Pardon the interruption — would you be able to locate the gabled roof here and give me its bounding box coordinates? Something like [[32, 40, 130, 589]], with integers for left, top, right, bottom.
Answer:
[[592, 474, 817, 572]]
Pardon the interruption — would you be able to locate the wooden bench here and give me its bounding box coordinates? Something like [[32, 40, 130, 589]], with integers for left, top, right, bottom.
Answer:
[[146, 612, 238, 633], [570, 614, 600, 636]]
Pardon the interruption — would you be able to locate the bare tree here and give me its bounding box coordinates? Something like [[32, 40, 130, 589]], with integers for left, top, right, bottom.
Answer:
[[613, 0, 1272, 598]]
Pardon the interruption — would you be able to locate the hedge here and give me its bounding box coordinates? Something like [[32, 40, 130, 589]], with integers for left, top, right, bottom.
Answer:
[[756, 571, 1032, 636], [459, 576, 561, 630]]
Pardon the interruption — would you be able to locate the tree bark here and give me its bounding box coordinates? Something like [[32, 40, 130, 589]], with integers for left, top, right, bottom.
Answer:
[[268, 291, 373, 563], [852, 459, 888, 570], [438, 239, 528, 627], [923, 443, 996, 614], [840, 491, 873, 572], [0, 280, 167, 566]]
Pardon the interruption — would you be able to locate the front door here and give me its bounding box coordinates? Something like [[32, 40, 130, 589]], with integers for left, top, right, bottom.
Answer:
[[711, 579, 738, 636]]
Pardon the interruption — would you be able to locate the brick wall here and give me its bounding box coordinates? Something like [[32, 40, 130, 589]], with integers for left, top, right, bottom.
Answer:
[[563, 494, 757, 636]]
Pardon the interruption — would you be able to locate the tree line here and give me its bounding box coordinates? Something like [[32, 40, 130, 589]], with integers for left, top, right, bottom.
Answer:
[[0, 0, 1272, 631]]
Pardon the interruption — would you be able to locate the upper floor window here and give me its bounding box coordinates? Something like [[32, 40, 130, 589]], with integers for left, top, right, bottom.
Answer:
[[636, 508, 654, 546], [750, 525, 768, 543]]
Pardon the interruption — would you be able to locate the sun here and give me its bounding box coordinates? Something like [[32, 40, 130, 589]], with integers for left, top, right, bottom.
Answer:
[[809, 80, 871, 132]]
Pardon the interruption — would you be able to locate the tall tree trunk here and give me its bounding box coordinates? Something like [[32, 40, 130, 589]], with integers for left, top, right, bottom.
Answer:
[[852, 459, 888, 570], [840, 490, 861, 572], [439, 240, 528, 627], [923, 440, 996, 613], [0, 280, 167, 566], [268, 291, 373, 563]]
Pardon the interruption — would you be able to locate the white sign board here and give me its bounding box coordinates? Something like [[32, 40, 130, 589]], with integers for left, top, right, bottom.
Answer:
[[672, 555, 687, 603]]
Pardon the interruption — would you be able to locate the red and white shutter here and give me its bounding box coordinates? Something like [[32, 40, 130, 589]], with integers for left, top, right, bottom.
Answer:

****************

■ **Written problem**:
Render every line of the listing above as a Markdown table with the columns Row and Line, leaving out any blank lines.

■ **Problem solution**:
| Row | Line |
|---|---|
| 1 | Pardon the interruption — would you be able to locate the gabled roof here and give me its bounding box coordinates? Something like [[32, 40, 130, 589]], with integers for left, top, right, bottom. |
| 2 | Answer: |
| 3 | [[592, 474, 817, 572]] |
| 4 | Pardon the interruption — would you be able to locate the wooden bench here and give me its bounding box coordinates? Something like [[32, 40, 130, 589]], with integers for left, top, right, bottom. |
| 5 | Answer: |
| 6 | [[146, 612, 238, 633], [570, 614, 600, 636]] |
| 7 | Pardon the interruption — would you be able to locate the bare tree here and give me its bounding box coordinates? Something like [[32, 40, 130, 589]], with integers for left, top, right, bottom. |
| 8 | Answer: |
| 9 | [[613, 0, 1272, 598]] |
| 10 | Pardon the interruption — would you be able to locate the hedge here and give me its bounding box coordinates? Something like [[32, 40, 130, 589]], with integers for left, top, right, bottom. |
| 11 | Answer: |
| 12 | [[756, 571, 1032, 636], [459, 576, 561, 630]] |
| 13 | Pardon the interruption — would you be able to locate the tree bark here and give me its bounding box coordinates? Something like [[32, 40, 130, 589]], with integers for left, top, right, bottom. |
| 14 | Answer: |
| 15 | [[268, 291, 373, 563], [852, 459, 888, 570], [438, 239, 528, 627], [923, 443, 996, 614], [840, 491, 873, 572], [0, 280, 167, 566]] |
| 16 | Pardon the interruption — would you be able to locate the front door here and give me its bounding box coordinates? Something like [[32, 40, 130, 589]], with integers for left, top, right, bottom. |
| 17 | Answer: |
| 18 | [[711, 579, 738, 636]] |
| 19 | Pardon the interruption — would you be able to locate the brick wall here and give me its bounding box coordinates? Something like [[32, 40, 130, 589]], with integers for left, top, right, bottom. |
| 20 | Answer: |
| 21 | [[563, 494, 757, 636]] |
| 22 | Pardon the interruption — would you be able to locate the tree line here and give me its bounding box coordinates? Something like [[32, 40, 130, 589]], with integers for left, top, right, bottom. |
| 23 | Answer: |
| 24 | [[0, 0, 1272, 631]] |
| 25 | Pardon the interruption — would you be able to locate the upper floor window here and give me its bounding box coordinates? Something like [[32, 40, 130, 589]], with integers for left, top, right, bottom. |
| 26 | Answer: |
| 27 | [[636, 508, 654, 546], [750, 525, 768, 543]] |
| 28 | Pardon the interruption — would you be able to locate the sun here and give me its bounding box coordinates? Something like [[32, 40, 130, 589]], with integers for left, top, right, bottom. |
| 29 | Answer: |
| 30 | [[809, 80, 871, 132]] |
| 31 | Pardon the interruption — would you be able to locate the tall tree trunk here and give me its bounding box coordinates? Something like [[32, 40, 130, 589]], with integers for left, top, right, bottom. |
| 32 | Answer: |
| 33 | [[852, 459, 888, 570], [840, 490, 861, 572], [439, 240, 528, 627], [923, 440, 996, 613], [0, 280, 167, 566], [268, 291, 373, 563]] |
| 34 | Pardon the interruption — would you be able to locate the white sign board here and give me its bounding box coordinates? Something like [[32, 40, 130, 589]], with integers for left, top, right, bottom. |
| 35 | Answer: |
| 36 | [[672, 555, 687, 603]] |
| 37 | Pardon the interruption — would you be able to locate the red and white shutter here and give me its bounding box coordinates? Something like [[32, 40, 130, 589]], with integers for left, top, right, bottom. |
| 38 | Answer: |